PAGE TEXT:

───

# Best glow in the dark vinyl



## jasonsmith (Mar 30, 2011)

I was looking at getting some glow in the dark vinyl for t-shirts. Since that stuff is expensive, which place has the best glow in the dark vinyl that holds up on the shirt and is able to retain the glow in the dark feature wash after wash? Also something that has a good white opacity when in the light since I'll be putting it on black shirts.

I know Stahls has some and also Imprintables, along with a few other places. Stahls says theirs is certified for 10 washes, whatever that means. But doesn't sound like it would hold up for long as their other films are certified for 50 washes.

And it looks like the glow in the dark from Imprintables has a better opacity compared to Stahls from what I get from reading the figures on their site.


----------



## AaronM (Mar 28, 2007)

jasonsmith said:


> I was looking at getting some glow in the dark vinyl for t-shirts. Since that stuff is expensive, which place has the best glow in the dark vinyl that holds up on the shirt and is able to retain the glow in the dark feature wash after wash? Also something that has a good white opacity when in the light since I'll be putting it on black shirts.
> 
> I know Stahls has some and also Imprintables, along with a few other places. Stahls says theirs is certified for 10 washes, whatever that means. But doesn't sound like it would hold up for long as their other films are certified for 50 washes.
> 
> And it looks like the glow in the dark from Imprintables has a better opacity compared to Stahls from what I get from reading the figures on their site.


I know the Siser product is being used by many of the large personalization companies in the Midwest.

A Heat Transfer Vinyl that glows in the dark.. EasyWeed Glow | Siser North America


----------



## fedoraoriginali (Aug 30, 2010)

I have used the Siser also and I am extremely happy with it. Great durability both in glow and adhesion. Very easy to weed also especially with very fine detail..


----------



## jasonsmith (Mar 30, 2011)

I got a sheet of Siser Glow in the Dark film. And it looks like it is difficult to get it charged, and it doesn't look like it will hold a charge long. I left the sheet laying in a room with bright ceiling lights. And after several hours, it only had a dull glow while in the dark.

I then took a flashlight and held it up against it for a few minutes and got that area to charge up a bright green. But after 30 seconds, it starts fading. But I turned the lights back on for a few hours and came back and turned the lights off. And the spot I shined the flashlight had disappeared to a dull glow like the rest of the sheet.

───

WHAT YOU NEED TO DO:
In the glow-in-the-dark vinyl thread, why does the first poster doubt that the Stahls glow vinyl will hold up for long? Answer in one to three sentences. The records play no part in what follows.

DATA ROWS:
───

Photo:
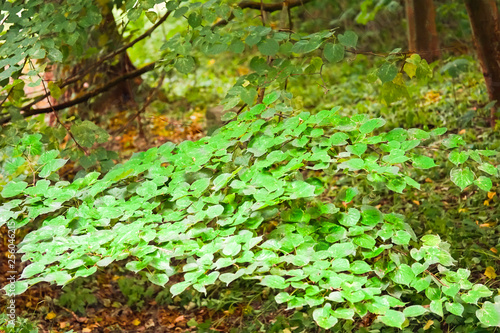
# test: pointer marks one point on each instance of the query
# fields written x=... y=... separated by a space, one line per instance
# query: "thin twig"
x=31 y=112
x=57 y=116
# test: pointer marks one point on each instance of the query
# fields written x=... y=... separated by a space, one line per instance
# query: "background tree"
x=422 y=34
x=483 y=15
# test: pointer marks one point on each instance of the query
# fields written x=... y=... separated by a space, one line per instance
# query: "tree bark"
x=483 y=16
x=422 y=34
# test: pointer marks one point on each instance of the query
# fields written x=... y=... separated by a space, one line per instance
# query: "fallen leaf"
x=490 y=272
x=50 y=315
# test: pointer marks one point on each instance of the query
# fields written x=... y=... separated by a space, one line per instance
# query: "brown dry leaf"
x=428 y=324
x=490 y=272
x=50 y=315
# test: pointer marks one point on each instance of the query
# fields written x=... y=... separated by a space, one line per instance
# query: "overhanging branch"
x=267 y=7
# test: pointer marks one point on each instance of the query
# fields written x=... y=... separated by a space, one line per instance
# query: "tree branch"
x=271 y=7
x=87 y=70
x=31 y=112
x=267 y=7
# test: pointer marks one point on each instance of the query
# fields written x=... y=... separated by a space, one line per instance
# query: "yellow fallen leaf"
x=490 y=272
x=50 y=315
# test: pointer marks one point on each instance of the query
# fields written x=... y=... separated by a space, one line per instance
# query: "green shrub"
x=255 y=201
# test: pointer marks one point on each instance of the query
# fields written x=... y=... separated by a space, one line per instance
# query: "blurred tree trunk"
x=422 y=34
x=483 y=16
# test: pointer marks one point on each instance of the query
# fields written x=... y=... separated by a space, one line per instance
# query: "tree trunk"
x=483 y=16
x=422 y=34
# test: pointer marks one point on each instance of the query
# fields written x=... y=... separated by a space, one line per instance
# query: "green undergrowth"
x=259 y=201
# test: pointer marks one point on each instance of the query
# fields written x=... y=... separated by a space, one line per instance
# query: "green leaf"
x=387 y=72
x=456 y=308
x=350 y=218
x=178 y=288
x=371 y=125
x=414 y=311
x=200 y=185
x=436 y=307
x=431 y=240
x=462 y=177
x=271 y=97
x=353 y=164
x=360 y=267
x=13 y=188
x=423 y=162
x=403 y=275
x=358 y=149
x=489 y=314
x=393 y=318
x=306 y=45
x=333 y=52
x=268 y=47
x=220 y=181
x=366 y=241
x=185 y=65
x=158 y=279
x=32 y=270
x=484 y=183
x=341 y=250
x=147 y=189
x=274 y=281
x=396 y=185
x=231 y=249
x=488 y=168
x=348 y=39
x=401 y=238
x=457 y=157
x=371 y=217
x=323 y=317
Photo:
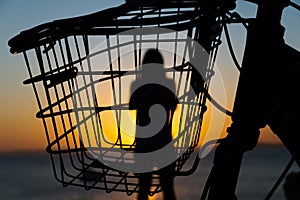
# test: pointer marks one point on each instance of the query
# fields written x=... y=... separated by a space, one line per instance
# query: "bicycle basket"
x=80 y=69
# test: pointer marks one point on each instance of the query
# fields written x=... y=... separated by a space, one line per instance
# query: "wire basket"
x=80 y=69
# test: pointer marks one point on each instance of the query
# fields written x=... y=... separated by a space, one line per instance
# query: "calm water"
x=29 y=176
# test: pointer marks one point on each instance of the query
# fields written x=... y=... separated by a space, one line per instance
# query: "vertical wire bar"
x=57 y=96
x=41 y=65
x=43 y=118
x=112 y=79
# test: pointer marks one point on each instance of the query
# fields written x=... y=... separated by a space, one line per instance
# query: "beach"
x=29 y=176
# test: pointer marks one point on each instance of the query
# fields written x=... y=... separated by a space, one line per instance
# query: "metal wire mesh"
x=81 y=69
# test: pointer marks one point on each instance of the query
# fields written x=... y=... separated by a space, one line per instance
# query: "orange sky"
x=20 y=130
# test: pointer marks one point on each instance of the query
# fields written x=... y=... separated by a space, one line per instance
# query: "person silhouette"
x=146 y=92
x=266 y=95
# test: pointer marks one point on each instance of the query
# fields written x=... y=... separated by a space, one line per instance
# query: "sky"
x=20 y=130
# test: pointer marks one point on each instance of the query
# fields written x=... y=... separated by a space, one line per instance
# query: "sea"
x=29 y=176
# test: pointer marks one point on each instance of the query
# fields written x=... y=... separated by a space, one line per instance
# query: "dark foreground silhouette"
x=146 y=94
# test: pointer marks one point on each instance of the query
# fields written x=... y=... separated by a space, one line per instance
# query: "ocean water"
x=29 y=176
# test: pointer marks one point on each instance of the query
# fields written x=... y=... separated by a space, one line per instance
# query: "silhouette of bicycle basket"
x=81 y=70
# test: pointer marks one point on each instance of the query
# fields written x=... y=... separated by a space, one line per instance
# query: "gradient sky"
x=20 y=130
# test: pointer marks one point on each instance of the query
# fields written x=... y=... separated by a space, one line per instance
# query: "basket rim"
x=90 y=24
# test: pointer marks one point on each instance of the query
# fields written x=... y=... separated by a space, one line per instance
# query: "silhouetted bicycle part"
x=60 y=56
x=70 y=85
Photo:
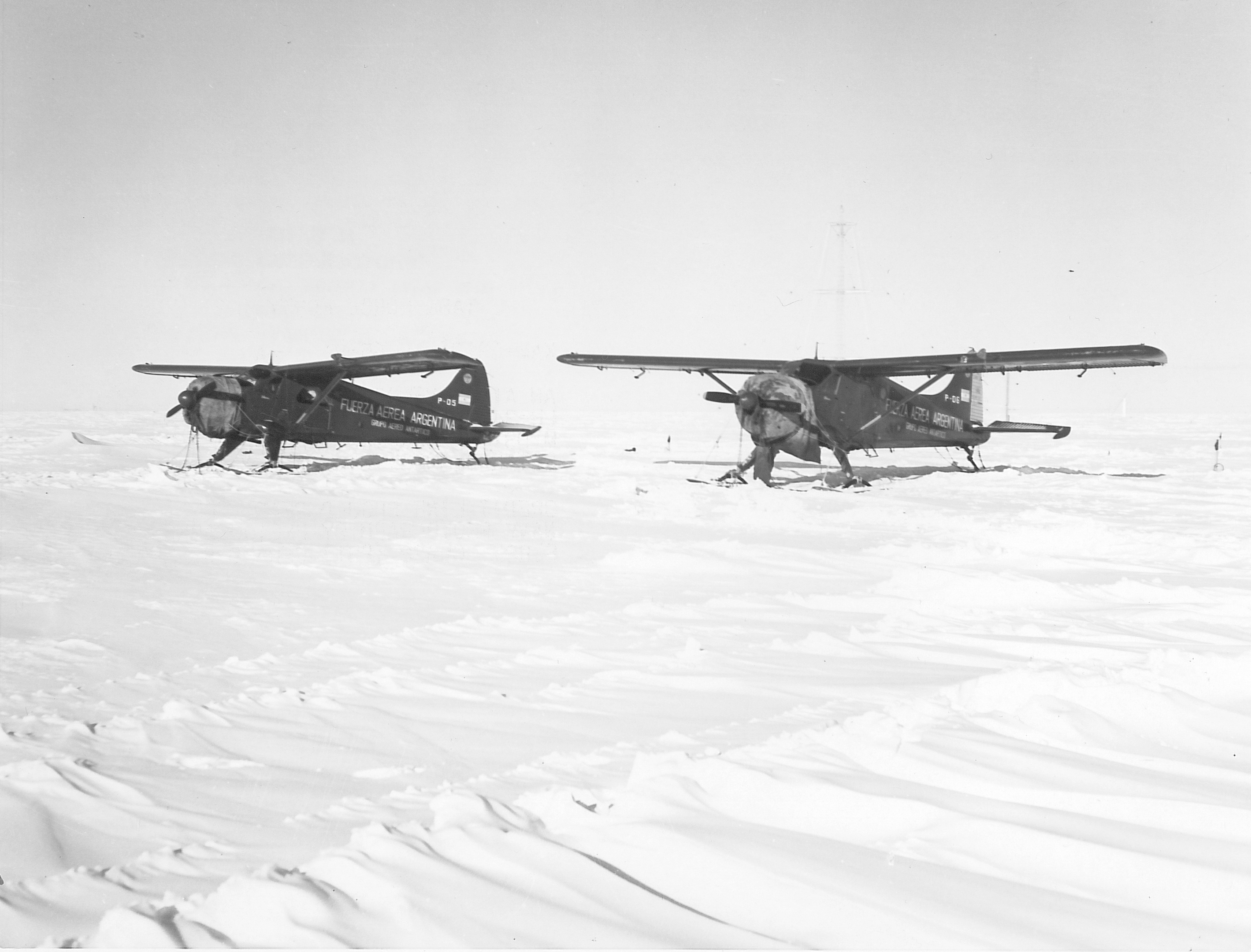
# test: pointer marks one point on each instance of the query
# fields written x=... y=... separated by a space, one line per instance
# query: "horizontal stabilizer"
x=523 y=428
x=691 y=364
x=1011 y=427
x=1071 y=358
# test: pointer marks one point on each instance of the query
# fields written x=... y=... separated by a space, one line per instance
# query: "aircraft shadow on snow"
x=889 y=473
x=321 y=464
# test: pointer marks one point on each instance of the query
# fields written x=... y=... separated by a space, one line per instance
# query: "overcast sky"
x=211 y=182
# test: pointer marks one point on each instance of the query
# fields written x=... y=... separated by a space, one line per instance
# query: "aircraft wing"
x=691 y=364
x=413 y=362
x=1075 y=358
x=192 y=370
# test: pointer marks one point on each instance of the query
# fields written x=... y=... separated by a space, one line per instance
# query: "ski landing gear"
x=273 y=447
x=969 y=452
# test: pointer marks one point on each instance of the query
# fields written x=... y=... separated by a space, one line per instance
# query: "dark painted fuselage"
x=877 y=413
x=356 y=415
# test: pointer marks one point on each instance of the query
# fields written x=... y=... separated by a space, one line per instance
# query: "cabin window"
x=811 y=372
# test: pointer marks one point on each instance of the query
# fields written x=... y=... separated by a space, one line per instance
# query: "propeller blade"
x=782 y=406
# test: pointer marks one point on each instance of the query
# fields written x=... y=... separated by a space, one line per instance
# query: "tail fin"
x=467 y=397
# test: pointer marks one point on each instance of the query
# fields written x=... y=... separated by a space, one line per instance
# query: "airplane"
x=315 y=403
x=798 y=407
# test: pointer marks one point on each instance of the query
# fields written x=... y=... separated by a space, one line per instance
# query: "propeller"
x=775 y=419
x=189 y=398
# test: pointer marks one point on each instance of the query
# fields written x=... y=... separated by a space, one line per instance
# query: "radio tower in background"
x=840 y=288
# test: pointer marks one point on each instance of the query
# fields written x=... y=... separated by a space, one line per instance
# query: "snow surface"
x=575 y=700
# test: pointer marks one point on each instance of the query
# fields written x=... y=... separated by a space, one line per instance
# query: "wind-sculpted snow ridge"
x=577 y=700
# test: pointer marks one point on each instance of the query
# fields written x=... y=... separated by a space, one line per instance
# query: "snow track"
x=383 y=704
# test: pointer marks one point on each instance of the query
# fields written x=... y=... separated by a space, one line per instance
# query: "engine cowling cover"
x=790 y=432
x=219 y=412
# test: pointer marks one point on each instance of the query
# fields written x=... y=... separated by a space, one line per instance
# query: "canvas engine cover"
x=795 y=433
x=218 y=413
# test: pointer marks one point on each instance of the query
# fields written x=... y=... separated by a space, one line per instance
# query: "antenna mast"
x=840 y=230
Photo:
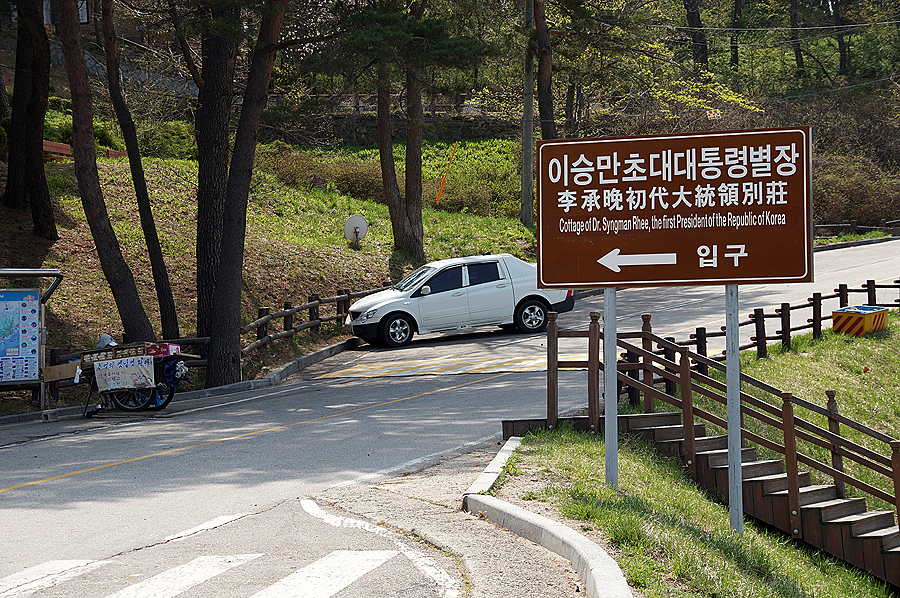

───

THE SOLUTION:
Stahls says its glow vinyl is certified for only 10 washes, while its other films are certified for 50 washes. That lower figure makes the poster think the glow vinyl would not last long.